━━ Provided material ━━

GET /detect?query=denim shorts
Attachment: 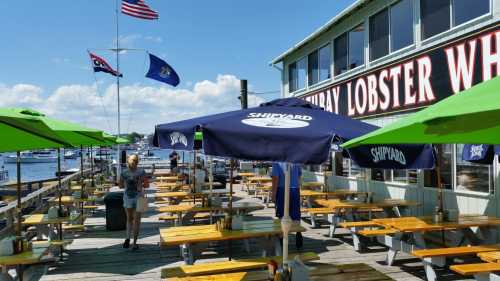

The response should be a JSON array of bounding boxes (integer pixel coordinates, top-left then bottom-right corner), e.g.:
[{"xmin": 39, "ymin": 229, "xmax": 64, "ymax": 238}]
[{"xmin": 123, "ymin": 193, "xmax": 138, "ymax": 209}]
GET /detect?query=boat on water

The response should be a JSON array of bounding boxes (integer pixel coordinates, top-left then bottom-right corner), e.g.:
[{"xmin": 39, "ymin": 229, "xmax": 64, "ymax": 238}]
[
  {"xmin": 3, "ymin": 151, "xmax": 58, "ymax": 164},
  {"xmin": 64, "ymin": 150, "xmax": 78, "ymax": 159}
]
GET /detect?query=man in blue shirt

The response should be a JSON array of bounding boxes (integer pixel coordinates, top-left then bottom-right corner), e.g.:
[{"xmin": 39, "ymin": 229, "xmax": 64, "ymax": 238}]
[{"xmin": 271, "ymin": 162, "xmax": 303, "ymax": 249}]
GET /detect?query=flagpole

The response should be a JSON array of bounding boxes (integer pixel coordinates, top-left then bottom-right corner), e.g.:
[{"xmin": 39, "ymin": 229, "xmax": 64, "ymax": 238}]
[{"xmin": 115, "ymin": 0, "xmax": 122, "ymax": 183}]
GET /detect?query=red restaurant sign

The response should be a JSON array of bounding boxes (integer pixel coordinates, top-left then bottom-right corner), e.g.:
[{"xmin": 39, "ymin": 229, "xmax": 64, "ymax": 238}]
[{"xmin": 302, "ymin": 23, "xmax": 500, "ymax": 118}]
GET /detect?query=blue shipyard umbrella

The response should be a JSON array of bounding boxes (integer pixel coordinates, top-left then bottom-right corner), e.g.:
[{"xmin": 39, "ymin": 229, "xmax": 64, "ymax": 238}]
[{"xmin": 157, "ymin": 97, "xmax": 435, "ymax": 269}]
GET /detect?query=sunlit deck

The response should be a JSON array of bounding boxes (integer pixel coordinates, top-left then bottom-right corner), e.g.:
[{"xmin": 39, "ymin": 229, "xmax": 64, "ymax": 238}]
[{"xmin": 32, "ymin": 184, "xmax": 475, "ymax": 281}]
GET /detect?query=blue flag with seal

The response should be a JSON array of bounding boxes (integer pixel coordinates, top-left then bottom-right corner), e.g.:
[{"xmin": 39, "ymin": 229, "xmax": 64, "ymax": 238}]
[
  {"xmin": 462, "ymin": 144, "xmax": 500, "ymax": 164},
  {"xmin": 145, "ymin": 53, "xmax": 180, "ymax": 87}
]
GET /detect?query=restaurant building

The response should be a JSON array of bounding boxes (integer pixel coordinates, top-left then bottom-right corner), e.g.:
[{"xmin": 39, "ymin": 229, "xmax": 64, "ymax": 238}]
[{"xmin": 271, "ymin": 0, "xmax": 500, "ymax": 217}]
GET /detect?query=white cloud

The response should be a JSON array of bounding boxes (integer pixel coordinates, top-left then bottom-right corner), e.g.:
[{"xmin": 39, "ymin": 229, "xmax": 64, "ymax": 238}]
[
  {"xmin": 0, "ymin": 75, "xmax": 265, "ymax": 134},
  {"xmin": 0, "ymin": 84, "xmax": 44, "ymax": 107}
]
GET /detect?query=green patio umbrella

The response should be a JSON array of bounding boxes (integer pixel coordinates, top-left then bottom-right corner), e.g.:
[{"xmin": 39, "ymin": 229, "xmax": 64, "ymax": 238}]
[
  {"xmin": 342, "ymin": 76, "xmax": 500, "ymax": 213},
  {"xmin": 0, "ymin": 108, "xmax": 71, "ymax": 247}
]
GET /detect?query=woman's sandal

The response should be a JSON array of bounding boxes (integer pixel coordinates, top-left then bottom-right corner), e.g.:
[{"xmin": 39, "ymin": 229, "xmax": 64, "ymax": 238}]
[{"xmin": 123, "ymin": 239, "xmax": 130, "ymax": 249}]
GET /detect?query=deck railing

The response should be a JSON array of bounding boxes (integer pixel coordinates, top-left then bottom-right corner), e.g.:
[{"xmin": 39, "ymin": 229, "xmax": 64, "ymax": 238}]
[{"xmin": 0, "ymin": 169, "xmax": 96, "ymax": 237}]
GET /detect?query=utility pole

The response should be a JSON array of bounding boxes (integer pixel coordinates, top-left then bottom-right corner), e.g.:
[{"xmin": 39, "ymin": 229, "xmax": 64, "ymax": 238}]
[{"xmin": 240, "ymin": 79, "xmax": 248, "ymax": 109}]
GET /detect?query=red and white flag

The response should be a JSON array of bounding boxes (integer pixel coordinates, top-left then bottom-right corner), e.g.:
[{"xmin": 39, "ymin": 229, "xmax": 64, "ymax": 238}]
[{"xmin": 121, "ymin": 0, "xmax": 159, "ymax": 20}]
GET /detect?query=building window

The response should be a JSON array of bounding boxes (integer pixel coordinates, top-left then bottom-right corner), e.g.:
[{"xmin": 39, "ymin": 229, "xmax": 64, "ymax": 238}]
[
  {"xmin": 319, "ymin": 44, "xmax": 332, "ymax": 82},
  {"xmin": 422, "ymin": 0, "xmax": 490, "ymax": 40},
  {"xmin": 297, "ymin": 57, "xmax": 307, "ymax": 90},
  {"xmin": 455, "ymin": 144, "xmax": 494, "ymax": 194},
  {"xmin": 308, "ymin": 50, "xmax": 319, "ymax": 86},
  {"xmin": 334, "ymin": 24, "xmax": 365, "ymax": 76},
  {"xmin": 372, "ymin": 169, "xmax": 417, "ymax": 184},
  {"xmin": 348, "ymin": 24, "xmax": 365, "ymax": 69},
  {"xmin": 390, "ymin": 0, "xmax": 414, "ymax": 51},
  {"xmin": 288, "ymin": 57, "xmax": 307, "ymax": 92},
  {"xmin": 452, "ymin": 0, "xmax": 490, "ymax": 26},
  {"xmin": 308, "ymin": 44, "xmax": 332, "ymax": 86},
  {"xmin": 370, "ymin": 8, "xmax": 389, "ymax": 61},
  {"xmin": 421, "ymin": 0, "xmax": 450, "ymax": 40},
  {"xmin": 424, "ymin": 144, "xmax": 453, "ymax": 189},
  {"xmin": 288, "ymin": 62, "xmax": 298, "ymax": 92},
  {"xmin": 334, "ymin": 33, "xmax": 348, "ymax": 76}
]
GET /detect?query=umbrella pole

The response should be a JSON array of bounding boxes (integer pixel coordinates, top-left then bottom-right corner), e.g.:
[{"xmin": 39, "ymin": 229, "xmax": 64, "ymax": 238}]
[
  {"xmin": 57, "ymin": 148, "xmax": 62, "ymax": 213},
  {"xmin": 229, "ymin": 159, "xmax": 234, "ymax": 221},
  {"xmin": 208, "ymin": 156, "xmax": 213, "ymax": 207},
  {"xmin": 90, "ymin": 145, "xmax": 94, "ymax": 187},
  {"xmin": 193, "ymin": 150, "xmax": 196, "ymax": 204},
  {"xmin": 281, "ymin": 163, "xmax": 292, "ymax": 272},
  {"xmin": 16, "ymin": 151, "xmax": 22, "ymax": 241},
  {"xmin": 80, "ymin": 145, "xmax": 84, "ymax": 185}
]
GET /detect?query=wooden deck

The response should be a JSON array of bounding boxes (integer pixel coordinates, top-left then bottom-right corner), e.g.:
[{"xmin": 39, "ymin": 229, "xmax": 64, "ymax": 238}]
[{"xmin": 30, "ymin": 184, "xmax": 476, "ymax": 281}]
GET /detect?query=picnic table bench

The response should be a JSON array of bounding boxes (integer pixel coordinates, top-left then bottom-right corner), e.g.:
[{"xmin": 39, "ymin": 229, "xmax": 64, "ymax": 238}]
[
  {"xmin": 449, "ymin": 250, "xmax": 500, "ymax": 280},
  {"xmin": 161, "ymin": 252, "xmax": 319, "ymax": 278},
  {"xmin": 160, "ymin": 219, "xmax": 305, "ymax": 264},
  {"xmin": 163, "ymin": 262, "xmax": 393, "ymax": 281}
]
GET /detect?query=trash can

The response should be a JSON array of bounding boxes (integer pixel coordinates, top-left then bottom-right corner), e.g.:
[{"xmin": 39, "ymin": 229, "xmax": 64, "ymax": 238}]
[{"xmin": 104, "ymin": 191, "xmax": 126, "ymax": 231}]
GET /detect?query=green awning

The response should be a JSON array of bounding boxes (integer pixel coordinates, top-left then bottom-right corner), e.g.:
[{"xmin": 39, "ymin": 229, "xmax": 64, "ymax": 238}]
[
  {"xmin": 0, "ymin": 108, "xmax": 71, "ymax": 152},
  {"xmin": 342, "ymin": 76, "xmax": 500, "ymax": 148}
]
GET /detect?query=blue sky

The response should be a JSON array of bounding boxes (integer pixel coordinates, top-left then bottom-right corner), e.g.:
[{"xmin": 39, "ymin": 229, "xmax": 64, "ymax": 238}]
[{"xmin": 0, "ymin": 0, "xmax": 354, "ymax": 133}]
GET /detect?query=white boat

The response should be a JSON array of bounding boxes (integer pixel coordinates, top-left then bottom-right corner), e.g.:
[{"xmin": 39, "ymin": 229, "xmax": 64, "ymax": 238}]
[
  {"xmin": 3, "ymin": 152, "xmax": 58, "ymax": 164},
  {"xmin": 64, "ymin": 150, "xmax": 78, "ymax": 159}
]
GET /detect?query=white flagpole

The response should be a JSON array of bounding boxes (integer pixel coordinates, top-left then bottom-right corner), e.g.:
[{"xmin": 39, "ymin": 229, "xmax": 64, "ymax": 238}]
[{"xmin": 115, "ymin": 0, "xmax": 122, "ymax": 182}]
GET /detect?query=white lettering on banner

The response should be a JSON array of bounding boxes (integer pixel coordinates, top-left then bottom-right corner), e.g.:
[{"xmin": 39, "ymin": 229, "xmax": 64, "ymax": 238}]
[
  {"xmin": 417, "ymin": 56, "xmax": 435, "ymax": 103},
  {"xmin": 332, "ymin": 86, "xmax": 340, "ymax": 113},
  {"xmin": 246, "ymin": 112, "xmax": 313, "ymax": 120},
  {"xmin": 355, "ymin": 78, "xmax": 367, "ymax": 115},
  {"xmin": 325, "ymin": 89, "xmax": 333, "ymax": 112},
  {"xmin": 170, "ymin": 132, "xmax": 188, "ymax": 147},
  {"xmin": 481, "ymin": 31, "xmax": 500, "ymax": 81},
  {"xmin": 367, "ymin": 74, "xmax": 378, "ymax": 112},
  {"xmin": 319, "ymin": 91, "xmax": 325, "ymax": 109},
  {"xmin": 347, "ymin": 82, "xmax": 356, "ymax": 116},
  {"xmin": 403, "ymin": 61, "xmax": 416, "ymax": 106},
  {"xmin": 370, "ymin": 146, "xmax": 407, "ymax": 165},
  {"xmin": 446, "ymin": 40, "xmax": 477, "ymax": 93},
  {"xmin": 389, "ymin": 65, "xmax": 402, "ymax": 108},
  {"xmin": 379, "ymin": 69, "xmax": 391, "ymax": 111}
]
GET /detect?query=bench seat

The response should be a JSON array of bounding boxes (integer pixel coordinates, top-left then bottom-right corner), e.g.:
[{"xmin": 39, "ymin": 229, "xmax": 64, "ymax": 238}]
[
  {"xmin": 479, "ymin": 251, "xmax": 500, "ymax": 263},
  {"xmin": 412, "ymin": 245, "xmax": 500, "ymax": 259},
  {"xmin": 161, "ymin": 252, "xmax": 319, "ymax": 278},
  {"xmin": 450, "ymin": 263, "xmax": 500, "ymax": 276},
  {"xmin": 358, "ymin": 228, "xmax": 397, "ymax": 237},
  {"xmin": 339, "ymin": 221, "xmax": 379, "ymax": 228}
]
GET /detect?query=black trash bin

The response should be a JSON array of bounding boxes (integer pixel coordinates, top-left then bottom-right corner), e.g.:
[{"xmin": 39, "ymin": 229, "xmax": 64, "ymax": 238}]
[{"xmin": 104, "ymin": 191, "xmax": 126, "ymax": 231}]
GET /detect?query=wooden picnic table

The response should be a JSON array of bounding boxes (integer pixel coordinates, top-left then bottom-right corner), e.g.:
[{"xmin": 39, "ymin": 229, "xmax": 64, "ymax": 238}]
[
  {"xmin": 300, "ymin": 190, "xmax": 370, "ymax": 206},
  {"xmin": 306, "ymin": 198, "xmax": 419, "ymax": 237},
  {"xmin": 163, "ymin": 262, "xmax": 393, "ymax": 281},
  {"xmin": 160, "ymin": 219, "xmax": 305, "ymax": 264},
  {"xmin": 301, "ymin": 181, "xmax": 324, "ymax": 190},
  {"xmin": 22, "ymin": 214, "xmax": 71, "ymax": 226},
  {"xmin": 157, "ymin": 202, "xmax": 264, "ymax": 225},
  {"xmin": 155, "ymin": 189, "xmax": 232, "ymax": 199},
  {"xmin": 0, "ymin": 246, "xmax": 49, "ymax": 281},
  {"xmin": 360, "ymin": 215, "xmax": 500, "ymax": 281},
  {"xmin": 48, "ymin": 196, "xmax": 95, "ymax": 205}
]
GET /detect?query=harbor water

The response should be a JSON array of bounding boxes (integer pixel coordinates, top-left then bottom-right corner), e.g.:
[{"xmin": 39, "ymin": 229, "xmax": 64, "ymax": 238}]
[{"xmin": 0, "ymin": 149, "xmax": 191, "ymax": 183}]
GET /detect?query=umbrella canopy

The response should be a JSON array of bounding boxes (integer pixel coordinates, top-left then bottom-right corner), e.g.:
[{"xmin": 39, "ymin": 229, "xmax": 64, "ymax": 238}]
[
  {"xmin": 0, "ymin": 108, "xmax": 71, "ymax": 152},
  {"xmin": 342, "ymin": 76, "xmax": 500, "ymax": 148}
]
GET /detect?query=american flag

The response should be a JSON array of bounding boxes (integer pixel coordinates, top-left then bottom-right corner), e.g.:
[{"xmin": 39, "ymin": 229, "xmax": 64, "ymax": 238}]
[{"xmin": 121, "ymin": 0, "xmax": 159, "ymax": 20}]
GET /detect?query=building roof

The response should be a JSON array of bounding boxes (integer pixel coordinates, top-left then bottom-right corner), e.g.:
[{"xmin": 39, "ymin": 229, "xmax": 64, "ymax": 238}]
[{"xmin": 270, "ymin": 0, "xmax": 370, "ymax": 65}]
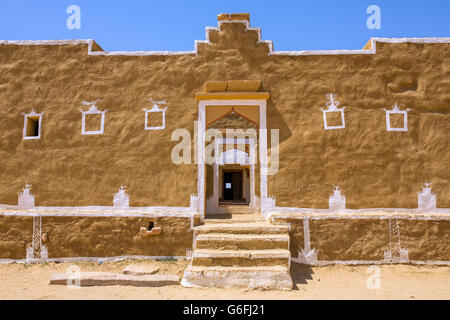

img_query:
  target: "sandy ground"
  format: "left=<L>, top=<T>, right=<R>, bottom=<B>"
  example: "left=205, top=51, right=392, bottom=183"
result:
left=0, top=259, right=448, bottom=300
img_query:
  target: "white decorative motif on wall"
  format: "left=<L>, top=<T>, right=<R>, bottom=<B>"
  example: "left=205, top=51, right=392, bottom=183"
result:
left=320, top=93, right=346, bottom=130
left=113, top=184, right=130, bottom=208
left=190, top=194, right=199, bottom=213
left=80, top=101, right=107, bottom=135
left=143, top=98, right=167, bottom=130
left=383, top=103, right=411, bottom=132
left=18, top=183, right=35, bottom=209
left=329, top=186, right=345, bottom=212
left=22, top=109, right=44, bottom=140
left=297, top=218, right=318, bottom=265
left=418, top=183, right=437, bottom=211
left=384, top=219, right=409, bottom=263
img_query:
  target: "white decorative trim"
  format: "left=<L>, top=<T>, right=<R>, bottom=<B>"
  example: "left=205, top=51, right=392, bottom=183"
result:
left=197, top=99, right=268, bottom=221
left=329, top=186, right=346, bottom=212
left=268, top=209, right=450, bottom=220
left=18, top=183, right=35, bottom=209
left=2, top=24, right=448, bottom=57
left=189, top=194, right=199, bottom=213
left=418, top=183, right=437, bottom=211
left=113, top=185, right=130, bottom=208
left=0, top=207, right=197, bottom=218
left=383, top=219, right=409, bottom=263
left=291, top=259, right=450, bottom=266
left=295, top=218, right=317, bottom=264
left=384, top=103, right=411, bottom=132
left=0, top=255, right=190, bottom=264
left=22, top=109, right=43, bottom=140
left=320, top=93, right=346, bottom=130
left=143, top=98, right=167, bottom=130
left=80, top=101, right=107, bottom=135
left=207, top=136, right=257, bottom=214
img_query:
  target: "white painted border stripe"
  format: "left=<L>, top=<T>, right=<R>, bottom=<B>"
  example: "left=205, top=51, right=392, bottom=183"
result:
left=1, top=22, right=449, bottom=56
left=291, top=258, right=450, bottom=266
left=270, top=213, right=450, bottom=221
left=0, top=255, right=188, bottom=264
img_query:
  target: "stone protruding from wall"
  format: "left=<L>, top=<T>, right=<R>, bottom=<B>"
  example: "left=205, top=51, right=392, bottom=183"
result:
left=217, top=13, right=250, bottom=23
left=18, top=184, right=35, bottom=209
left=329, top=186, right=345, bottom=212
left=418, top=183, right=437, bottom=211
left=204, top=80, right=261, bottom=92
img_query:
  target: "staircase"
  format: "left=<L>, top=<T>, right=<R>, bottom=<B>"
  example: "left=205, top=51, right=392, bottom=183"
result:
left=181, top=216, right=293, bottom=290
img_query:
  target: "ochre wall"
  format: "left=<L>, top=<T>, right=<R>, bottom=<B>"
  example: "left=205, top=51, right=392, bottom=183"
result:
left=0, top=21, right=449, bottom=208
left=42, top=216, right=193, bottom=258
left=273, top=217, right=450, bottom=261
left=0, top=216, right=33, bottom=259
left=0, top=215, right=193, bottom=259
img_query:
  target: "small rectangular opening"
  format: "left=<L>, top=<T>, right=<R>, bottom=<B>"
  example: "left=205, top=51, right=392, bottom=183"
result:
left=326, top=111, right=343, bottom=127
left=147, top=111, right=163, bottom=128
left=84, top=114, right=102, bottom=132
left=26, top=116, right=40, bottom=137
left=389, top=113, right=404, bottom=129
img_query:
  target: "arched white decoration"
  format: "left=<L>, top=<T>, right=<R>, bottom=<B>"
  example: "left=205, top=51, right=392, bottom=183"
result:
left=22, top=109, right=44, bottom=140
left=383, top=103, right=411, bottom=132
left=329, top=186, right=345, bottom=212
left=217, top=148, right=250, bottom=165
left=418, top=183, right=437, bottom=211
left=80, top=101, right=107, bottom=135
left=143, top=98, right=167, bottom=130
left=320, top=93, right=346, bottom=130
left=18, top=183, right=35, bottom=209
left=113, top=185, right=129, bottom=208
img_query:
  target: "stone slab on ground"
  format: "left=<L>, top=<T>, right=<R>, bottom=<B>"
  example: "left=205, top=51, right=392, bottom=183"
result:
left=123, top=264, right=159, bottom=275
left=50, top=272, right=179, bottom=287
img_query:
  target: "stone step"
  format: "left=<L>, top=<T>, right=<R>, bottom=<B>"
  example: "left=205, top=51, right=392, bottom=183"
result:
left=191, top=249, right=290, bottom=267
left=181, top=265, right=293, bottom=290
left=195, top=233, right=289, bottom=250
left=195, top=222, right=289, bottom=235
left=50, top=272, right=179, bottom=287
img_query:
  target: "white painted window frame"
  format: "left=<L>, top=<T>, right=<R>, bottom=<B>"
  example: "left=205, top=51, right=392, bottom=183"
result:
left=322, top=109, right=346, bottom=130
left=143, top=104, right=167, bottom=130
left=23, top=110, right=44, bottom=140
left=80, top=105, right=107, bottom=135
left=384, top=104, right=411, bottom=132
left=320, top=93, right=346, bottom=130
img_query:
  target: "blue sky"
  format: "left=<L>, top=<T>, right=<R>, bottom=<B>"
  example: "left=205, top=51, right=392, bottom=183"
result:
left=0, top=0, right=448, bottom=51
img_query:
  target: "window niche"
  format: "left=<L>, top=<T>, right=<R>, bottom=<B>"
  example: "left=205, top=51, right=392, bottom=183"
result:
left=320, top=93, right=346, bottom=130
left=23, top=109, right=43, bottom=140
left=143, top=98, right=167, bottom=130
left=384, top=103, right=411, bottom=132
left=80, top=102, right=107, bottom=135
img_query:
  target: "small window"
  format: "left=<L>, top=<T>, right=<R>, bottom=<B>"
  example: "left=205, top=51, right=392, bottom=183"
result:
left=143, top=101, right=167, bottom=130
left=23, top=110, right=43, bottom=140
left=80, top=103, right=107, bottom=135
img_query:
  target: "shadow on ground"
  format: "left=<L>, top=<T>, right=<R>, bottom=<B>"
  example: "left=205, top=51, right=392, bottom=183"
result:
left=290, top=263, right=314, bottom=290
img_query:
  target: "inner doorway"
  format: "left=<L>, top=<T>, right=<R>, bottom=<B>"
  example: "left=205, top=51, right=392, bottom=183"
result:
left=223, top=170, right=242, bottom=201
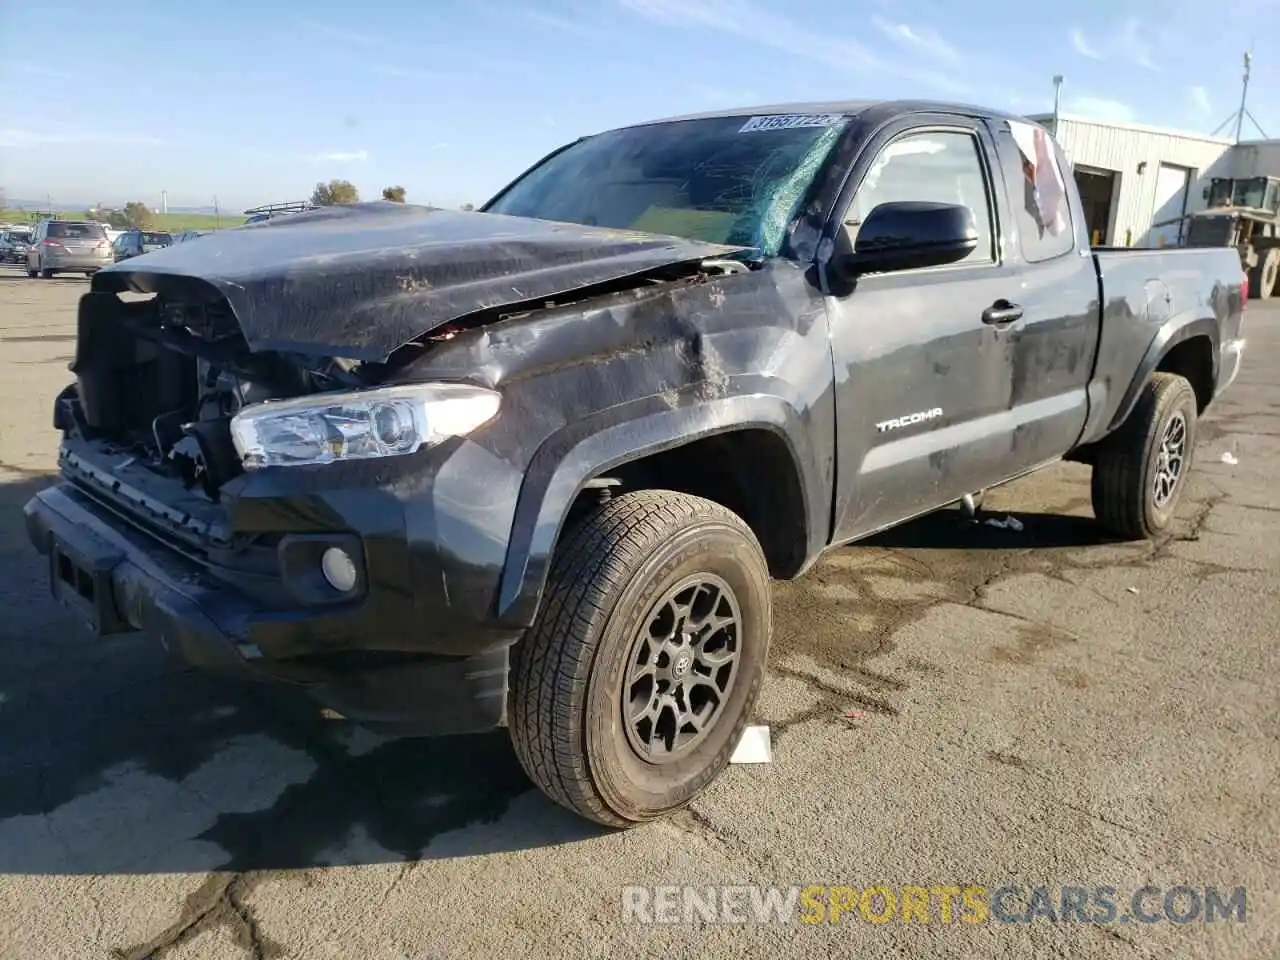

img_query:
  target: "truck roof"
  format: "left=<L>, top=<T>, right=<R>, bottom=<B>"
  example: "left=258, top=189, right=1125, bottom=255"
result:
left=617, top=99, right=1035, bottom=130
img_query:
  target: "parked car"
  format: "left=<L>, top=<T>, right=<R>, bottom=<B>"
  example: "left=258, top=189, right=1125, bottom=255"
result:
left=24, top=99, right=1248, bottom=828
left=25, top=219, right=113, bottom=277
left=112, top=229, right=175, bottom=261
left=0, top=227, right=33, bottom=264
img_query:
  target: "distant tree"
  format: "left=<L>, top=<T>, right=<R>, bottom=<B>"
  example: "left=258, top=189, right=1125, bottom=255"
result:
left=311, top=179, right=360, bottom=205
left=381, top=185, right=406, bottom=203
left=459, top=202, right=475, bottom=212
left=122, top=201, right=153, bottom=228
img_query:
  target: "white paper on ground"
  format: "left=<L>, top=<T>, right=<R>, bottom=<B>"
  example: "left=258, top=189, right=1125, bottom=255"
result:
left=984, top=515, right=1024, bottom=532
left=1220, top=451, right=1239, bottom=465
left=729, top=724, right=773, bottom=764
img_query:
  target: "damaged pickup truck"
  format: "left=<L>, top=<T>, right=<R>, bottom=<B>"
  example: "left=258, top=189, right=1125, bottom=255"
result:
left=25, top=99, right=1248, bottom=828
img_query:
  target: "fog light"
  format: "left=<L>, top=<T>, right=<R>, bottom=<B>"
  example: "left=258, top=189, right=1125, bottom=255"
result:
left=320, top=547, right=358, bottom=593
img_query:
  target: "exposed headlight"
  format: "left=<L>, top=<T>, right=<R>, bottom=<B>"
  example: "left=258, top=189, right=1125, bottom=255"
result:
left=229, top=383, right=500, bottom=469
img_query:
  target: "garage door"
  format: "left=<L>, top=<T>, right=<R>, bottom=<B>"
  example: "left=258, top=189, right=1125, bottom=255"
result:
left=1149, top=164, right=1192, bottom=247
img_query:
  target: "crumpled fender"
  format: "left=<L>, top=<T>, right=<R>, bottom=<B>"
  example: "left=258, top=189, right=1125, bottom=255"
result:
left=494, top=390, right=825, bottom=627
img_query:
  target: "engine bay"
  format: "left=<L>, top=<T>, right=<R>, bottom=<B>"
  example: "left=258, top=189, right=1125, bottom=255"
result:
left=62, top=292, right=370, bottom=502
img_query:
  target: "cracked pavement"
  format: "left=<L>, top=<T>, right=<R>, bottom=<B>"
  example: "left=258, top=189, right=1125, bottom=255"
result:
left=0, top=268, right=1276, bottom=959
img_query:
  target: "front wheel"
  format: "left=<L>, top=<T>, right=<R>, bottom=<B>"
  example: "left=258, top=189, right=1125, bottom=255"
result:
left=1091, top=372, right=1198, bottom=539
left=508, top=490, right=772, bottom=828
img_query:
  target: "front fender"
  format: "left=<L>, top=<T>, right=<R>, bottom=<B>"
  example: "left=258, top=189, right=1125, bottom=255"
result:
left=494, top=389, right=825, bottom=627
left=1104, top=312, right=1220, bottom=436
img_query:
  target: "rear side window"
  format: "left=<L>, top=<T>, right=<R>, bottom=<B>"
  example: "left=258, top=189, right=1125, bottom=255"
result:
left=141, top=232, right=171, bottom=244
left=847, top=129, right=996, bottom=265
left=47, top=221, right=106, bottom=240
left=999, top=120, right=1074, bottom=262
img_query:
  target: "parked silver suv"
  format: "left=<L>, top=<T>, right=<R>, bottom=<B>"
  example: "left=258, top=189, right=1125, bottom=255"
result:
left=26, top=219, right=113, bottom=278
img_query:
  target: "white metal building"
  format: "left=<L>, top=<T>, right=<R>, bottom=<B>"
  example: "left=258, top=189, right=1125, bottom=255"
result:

━━━

Work order | Each line above with the string "green" should be reported in full.

Exercise result |
GET /detect?query=green patio umbrella
GET /detect?query=green awning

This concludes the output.